Written problem: In the records below, retype everything from the line containing "Target: forested hillside" down to the last line of the records, keeping every character the same.

Task input:
|---|

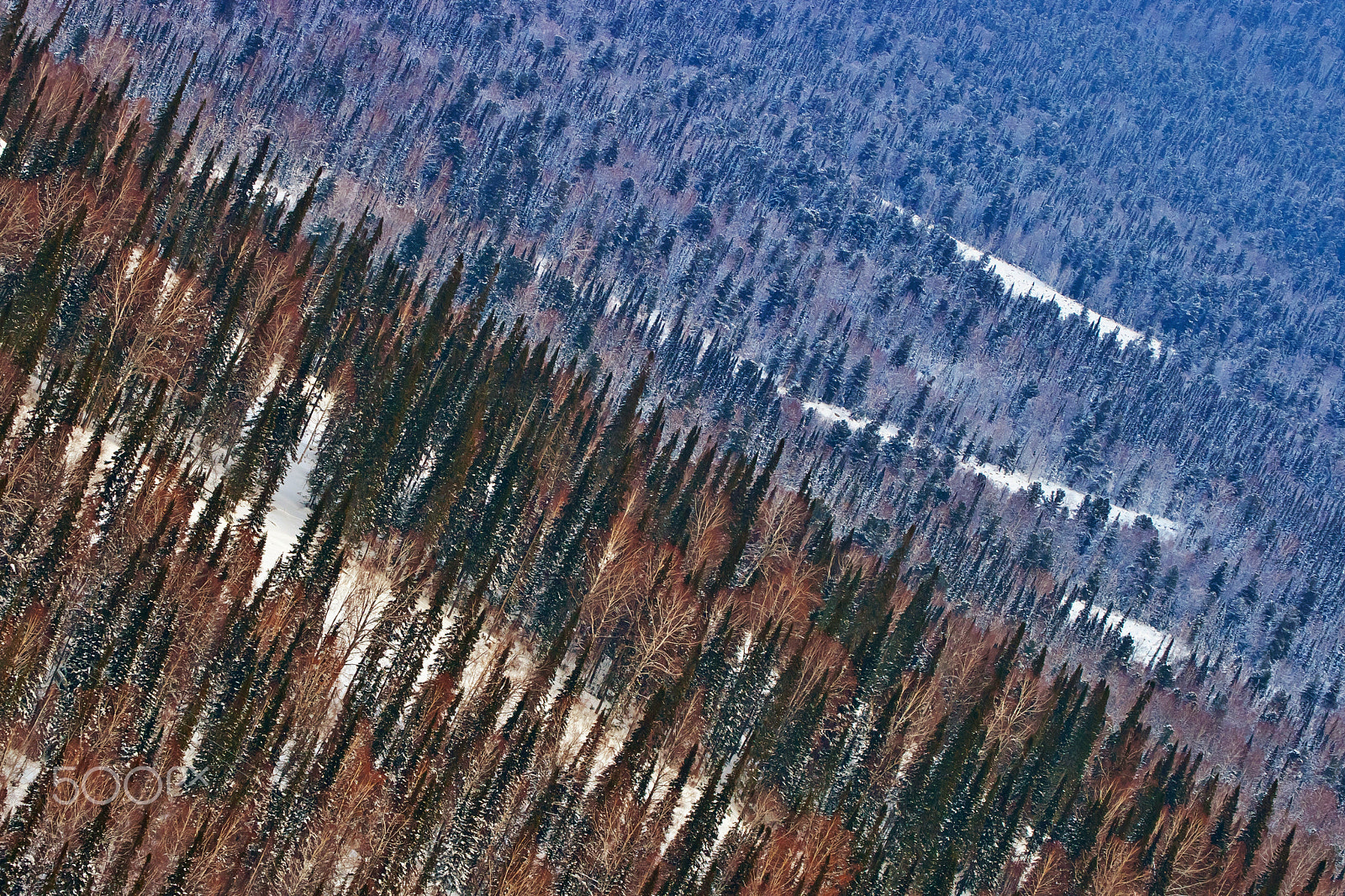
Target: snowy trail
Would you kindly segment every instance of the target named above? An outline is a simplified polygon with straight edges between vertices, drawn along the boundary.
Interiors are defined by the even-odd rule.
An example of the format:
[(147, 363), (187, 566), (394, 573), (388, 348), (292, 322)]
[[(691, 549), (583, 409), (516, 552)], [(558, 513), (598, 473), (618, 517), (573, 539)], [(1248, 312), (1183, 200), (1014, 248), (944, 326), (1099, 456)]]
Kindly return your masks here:
[[(909, 214), (901, 206), (889, 202), (886, 199), (882, 200), (882, 204), (888, 209), (896, 209), (901, 214)], [(916, 223), (916, 226), (924, 225), (929, 230), (933, 229), (933, 225), (925, 223), (917, 214), (911, 214), (911, 219)], [(1075, 315), (1084, 315), (1084, 320), (1087, 320), (1089, 324), (1098, 324), (1098, 331), (1100, 335), (1107, 336), (1110, 334), (1116, 334), (1116, 342), (1120, 346), (1128, 346), (1132, 342), (1147, 340), (1149, 351), (1151, 351), (1155, 357), (1162, 354), (1163, 344), (1158, 339), (1154, 339), (1153, 336), (1145, 336), (1145, 334), (1139, 332), (1132, 327), (1127, 327), (1119, 320), (1114, 320), (1111, 318), (1098, 313), (1092, 308), (1085, 307), (1077, 299), (1071, 299), (1069, 296), (1064, 295), (1063, 292), (1060, 292), (1049, 283), (1046, 283), (1037, 274), (1032, 273), (1030, 270), (1020, 268), (1015, 264), (1010, 264), (1003, 258), (993, 256), (982, 249), (976, 249), (971, 244), (963, 242), (956, 237), (954, 238), (954, 242), (958, 245), (959, 254), (962, 254), (962, 257), (966, 258), (967, 261), (979, 264), (981, 260), (985, 258), (986, 266), (990, 268), (990, 270), (999, 277), (999, 281), (1003, 283), (1005, 288), (1009, 289), (1009, 292), (1020, 296), (1036, 296), (1041, 301), (1052, 301), (1056, 304), (1057, 308), (1060, 308), (1061, 318), (1073, 318)]]
[[(812, 400), (804, 401), (803, 409), (811, 410), (820, 420), (829, 420), (833, 422), (839, 420), (854, 431), (863, 429), (872, 422), (865, 417), (855, 417), (845, 408), (839, 408), (837, 405), (829, 405), (824, 401), (812, 401)], [(901, 431), (893, 424), (884, 424), (878, 426), (878, 437), (882, 439), (884, 441), (888, 441), (889, 439), (896, 439), (900, 432)], [(1041, 490), (1046, 495), (1050, 495), (1056, 491), (1064, 492), (1064, 500), (1061, 500), (1061, 505), (1069, 509), (1071, 511), (1077, 511), (1079, 507), (1081, 507), (1084, 503), (1084, 494), (1081, 491), (1069, 488), (1068, 486), (1064, 486), (1061, 483), (1050, 482), (1049, 479), (1033, 479), (1032, 476), (1024, 472), (1005, 471), (994, 464), (983, 464), (968, 460), (959, 460), (958, 468), (966, 470), (967, 472), (971, 474), (979, 474), (986, 479), (989, 479), (990, 482), (993, 482), (995, 486), (1005, 488), (1007, 491), (1028, 491), (1028, 488), (1032, 487), (1032, 483), (1037, 482), (1041, 484)], [(1167, 519), (1166, 517), (1155, 517), (1153, 514), (1145, 514), (1145, 511), (1142, 510), (1128, 510), (1126, 507), (1118, 507), (1118, 506), (1112, 506), (1111, 513), (1107, 515), (1107, 522), (1119, 522), (1122, 526), (1134, 526), (1135, 521), (1141, 515), (1149, 515), (1149, 518), (1154, 523), (1154, 529), (1158, 530), (1158, 534), (1162, 538), (1171, 539), (1181, 533), (1181, 523), (1177, 522), (1176, 519)]]
[[(1069, 622), (1079, 619), (1079, 613), (1081, 613), (1083, 609), (1084, 601), (1081, 600), (1076, 600), (1069, 604)], [(1100, 619), (1104, 612), (1107, 611), (1103, 607), (1095, 605), (1088, 612), (1088, 616), (1089, 619)], [(1176, 663), (1190, 657), (1190, 647), (1185, 642), (1177, 640), (1166, 631), (1154, 628), (1153, 626), (1147, 626), (1142, 622), (1135, 622), (1120, 612), (1112, 611), (1112, 613), (1107, 616), (1106, 626), (1107, 628), (1116, 628), (1119, 626), (1122, 636), (1128, 635), (1135, 643), (1135, 650), (1130, 655), (1130, 662), (1132, 663), (1149, 665), (1150, 662), (1154, 662), (1158, 659), (1162, 650), (1167, 647), (1169, 642), (1171, 643), (1171, 647), (1167, 651), (1167, 661), (1170, 663)]]
[[(1081, 301), (1079, 301), (1077, 299), (1071, 299), (1069, 296), (1064, 295), (1046, 281), (1037, 277), (1030, 270), (1024, 270), (1018, 265), (1009, 264), (1003, 258), (991, 256), (987, 252), (982, 252), (981, 249), (976, 249), (975, 246), (968, 245), (960, 239), (954, 239), (954, 242), (958, 244), (958, 252), (962, 253), (963, 258), (974, 262), (979, 262), (982, 258), (985, 258), (986, 266), (990, 268), (990, 270), (993, 270), (999, 277), (999, 280), (1005, 284), (1005, 288), (1007, 288), (1009, 292), (1021, 296), (1036, 296), (1041, 301), (1053, 301), (1056, 303), (1056, 307), (1060, 308), (1060, 315), (1063, 318), (1084, 315), (1084, 320), (1087, 320), (1089, 324), (1098, 324), (1098, 331), (1103, 336), (1108, 334), (1116, 334), (1116, 342), (1120, 343), (1122, 346), (1128, 346), (1132, 342), (1139, 342), (1146, 339), (1145, 334), (1139, 332), (1138, 330), (1127, 327), (1126, 324), (1118, 320), (1112, 320), (1111, 318), (1106, 318), (1093, 311), (1092, 308), (1084, 307)], [(1151, 351), (1154, 355), (1159, 355), (1162, 352), (1163, 344), (1158, 339), (1149, 336), (1147, 342), (1149, 342), (1149, 351)]]

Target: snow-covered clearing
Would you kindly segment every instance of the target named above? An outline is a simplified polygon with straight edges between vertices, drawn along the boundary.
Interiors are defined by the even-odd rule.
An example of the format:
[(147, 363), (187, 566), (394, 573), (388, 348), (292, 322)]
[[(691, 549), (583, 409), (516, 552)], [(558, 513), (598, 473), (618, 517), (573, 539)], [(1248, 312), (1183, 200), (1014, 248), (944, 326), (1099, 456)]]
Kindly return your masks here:
[[(1108, 334), (1116, 334), (1116, 342), (1122, 346), (1127, 346), (1146, 338), (1145, 334), (1138, 330), (1132, 330), (1118, 320), (1112, 320), (1111, 318), (1104, 318), (1092, 308), (1085, 308), (1081, 301), (1064, 295), (1030, 270), (1024, 270), (1018, 265), (1011, 265), (1003, 258), (982, 252), (981, 249), (967, 245), (960, 239), (955, 239), (954, 242), (958, 244), (958, 252), (960, 252), (962, 257), (967, 261), (979, 262), (985, 258), (986, 266), (999, 277), (1005, 288), (1011, 293), (1036, 296), (1041, 301), (1053, 301), (1056, 303), (1056, 307), (1060, 308), (1060, 316), (1063, 318), (1084, 315), (1084, 320), (1089, 324), (1098, 324), (1098, 332), (1100, 335), (1106, 336)], [(1147, 340), (1149, 351), (1154, 355), (1162, 352), (1163, 344), (1158, 339), (1149, 336)]]
[[(1069, 604), (1069, 622), (1075, 622), (1084, 609), (1084, 601), (1076, 600)], [(1089, 619), (1100, 619), (1102, 615), (1107, 612), (1106, 608), (1093, 605), (1088, 612)], [(1147, 626), (1142, 622), (1135, 622), (1134, 619), (1127, 619), (1124, 615), (1112, 611), (1107, 616), (1107, 628), (1120, 627), (1120, 635), (1126, 635), (1135, 643), (1135, 651), (1130, 655), (1130, 661), (1141, 665), (1150, 665), (1157, 662), (1167, 648), (1167, 661), (1178, 662), (1190, 657), (1190, 647), (1181, 640), (1177, 640), (1173, 635), (1165, 631)]]
[(16, 749), (5, 751), (4, 759), (0, 760), (0, 780), (5, 787), (4, 802), (0, 802), (0, 818), (8, 818), (19, 809), (40, 772), (42, 763), (28, 759)]
[[(804, 412), (811, 410), (814, 414), (816, 414), (819, 420), (826, 420), (829, 422), (835, 422), (839, 420), (854, 431), (863, 429), (870, 422), (873, 422), (866, 417), (855, 417), (845, 408), (841, 408), (838, 405), (829, 405), (824, 401), (812, 401), (812, 400), (804, 401), (803, 409)], [(882, 424), (881, 426), (878, 426), (878, 437), (882, 439), (884, 441), (888, 441), (889, 439), (896, 439), (897, 435), (900, 435), (900, 432), (901, 431), (893, 424)], [(1060, 503), (1063, 507), (1071, 511), (1077, 511), (1079, 507), (1081, 507), (1084, 503), (1084, 494), (1081, 491), (1076, 491), (1075, 488), (1069, 488), (1068, 486), (1050, 482), (1049, 479), (1033, 479), (1025, 472), (1006, 471), (1002, 467), (997, 467), (995, 464), (983, 464), (975, 460), (959, 460), (958, 467), (971, 474), (979, 474), (991, 483), (994, 483), (995, 486), (1007, 491), (1028, 491), (1028, 488), (1032, 487), (1033, 482), (1040, 483), (1041, 490), (1046, 496), (1050, 496), (1057, 491), (1063, 492), (1064, 498)], [(1155, 517), (1153, 514), (1145, 514), (1145, 511), (1142, 510), (1127, 510), (1126, 507), (1116, 507), (1116, 506), (1112, 506), (1111, 513), (1107, 515), (1107, 522), (1119, 522), (1122, 526), (1134, 526), (1135, 521), (1141, 515), (1147, 515), (1153, 521), (1154, 529), (1158, 530), (1158, 534), (1162, 538), (1169, 538), (1169, 539), (1176, 538), (1177, 534), (1181, 531), (1181, 523), (1177, 522), (1176, 519), (1167, 519), (1166, 517)]]
[[(882, 204), (884, 207), (888, 209), (894, 207), (901, 214), (909, 214), (901, 206), (897, 206), (896, 203), (889, 202), (886, 199), (882, 200)], [(928, 230), (933, 230), (933, 225), (923, 222), (920, 219), (920, 215), (917, 214), (912, 214), (911, 221), (915, 222), (916, 226), (924, 225)], [(1036, 296), (1041, 301), (1053, 301), (1056, 307), (1060, 308), (1060, 315), (1063, 318), (1084, 315), (1084, 320), (1087, 320), (1089, 324), (1098, 324), (1099, 335), (1106, 336), (1108, 334), (1116, 334), (1116, 342), (1120, 343), (1122, 346), (1127, 346), (1137, 340), (1147, 339), (1149, 350), (1154, 352), (1154, 355), (1158, 355), (1162, 351), (1163, 346), (1158, 339), (1154, 339), (1153, 336), (1146, 338), (1145, 334), (1139, 332), (1138, 330), (1127, 327), (1119, 320), (1112, 320), (1111, 318), (1098, 313), (1092, 308), (1085, 307), (1077, 299), (1071, 299), (1069, 296), (1064, 295), (1063, 292), (1060, 292), (1049, 283), (1046, 283), (1037, 274), (1032, 273), (1030, 270), (1010, 264), (1003, 258), (993, 256), (982, 249), (976, 249), (971, 244), (966, 244), (958, 238), (954, 238), (954, 242), (958, 244), (958, 252), (967, 261), (981, 262), (981, 260), (985, 258), (986, 266), (995, 276), (999, 277), (999, 281), (1003, 283), (1005, 288), (1009, 289), (1009, 292), (1021, 296)]]

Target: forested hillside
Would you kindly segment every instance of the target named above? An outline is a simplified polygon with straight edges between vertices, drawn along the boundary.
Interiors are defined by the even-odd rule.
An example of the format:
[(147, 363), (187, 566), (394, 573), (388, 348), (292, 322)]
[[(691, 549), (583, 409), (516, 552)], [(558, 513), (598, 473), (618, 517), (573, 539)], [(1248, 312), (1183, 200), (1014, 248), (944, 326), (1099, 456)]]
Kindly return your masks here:
[(971, 46), (877, 7), (11, 9), (0, 895), (1341, 892), (1330, 227), (1301, 283), (1228, 274), (1301, 326), (1252, 378), (1272, 328), (1223, 300), (1010, 292), (955, 237), (1068, 215), (929, 226), (947, 172), (884, 174), (921, 73), (1026, 52)]
[(188, 167), (312, 184), (323, 248), (370, 214), (422, 276), (499, 264), (492, 308), (625, 381), (656, 350), (675, 424), (785, 437), (792, 483), (823, 459), (837, 531), (1048, 539), (1057, 580), (1297, 694), (1342, 671), (1310, 624), (1345, 607), (1328, 12), (74, 4), (52, 48), (139, 61), (144, 121), (195, 59)]

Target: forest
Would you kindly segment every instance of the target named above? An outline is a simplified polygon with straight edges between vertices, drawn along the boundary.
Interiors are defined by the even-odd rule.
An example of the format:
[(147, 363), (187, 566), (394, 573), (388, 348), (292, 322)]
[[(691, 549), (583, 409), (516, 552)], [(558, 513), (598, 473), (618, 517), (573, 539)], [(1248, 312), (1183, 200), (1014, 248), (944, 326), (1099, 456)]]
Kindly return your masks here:
[(0, 27), (0, 895), (1345, 891), (1321, 11), (301, 5)]

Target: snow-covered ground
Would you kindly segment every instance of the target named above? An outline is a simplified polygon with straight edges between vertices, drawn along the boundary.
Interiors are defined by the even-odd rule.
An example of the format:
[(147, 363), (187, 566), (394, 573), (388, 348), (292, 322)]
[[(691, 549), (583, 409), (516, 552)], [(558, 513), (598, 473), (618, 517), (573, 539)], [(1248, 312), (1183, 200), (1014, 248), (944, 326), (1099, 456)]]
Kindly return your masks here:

|---|

Result for this task:
Target: forested hillside
Would you kindly segment every instance of the target named above? An outline is a simplified polygon with straight edges between vertices, drawn along the boundary.
Interiors are defined by the even-odd rule.
An example of the format:
[(147, 363), (187, 566), (394, 573), (388, 348), (292, 322)]
[[(691, 549), (583, 409), (516, 552)], [(558, 513), (598, 473), (618, 517), (573, 539)], [(1248, 312), (1183, 200), (1014, 248), (944, 326), (1099, 456)]]
Kindly return your masks here:
[(971, 46), (877, 7), (11, 9), (0, 895), (1341, 892), (1330, 227), (1301, 283), (1228, 274), (1301, 326), (1252, 378), (1272, 328), (1223, 300), (1010, 292), (955, 237), (1068, 215), (929, 226), (947, 172), (884, 174), (921, 73), (1026, 52)]
[(188, 167), (312, 184), (323, 248), (370, 214), (422, 276), (499, 264), (492, 308), (625, 381), (656, 350), (675, 424), (785, 437), (792, 483), (823, 459), (837, 531), (1048, 539), (1057, 580), (1297, 694), (1342, 671), (1310, 624), (1345, 607), (1328, 12), (74, 4), (52, 48), (139, 61), (144, 121), (195, 59)]

Target: forest
Would you kindly segment every instance of the target named above? An outline is a simplified polygon with straight edges between vertices, drawn along the boundary.
Interiors are defined by the even-odd rule.
An example of the format:
[(147, 363), (187, 566), (394, 573), (388, 348), (292, 322)]
[[(691, 549), (583, 409), (516, 552)], [(558, 513), (598, 473), (618, 517), (573, 539)], [(1248, 312), (1183, 200), (1014, 248), (944, 326), (1099, 456)]]
Kindly return your masks here:
[(0, 27), (0, 895), (1345, 891), (1321, 11), (301, 5)]

Target: snow-covered ground
Would you kindly segment every instance of the target named above? An outline is a simplified polygon with straight edges between vertices, drawn along the boundary.
Interiors are defined by the even-odd rule.
An example of the format:
[(147, 363), (187, 566), (394, 573), (388, 348), (292, 322)]
[[(691, 549), (583, 409), (516, 552)], [(558, 513), (598, 473), (618, 517), (573, 539)], [(1248, 312), (1183, 200), (1014, 248), (944, 326), (1099, 456)]]
Kindly return your masks here:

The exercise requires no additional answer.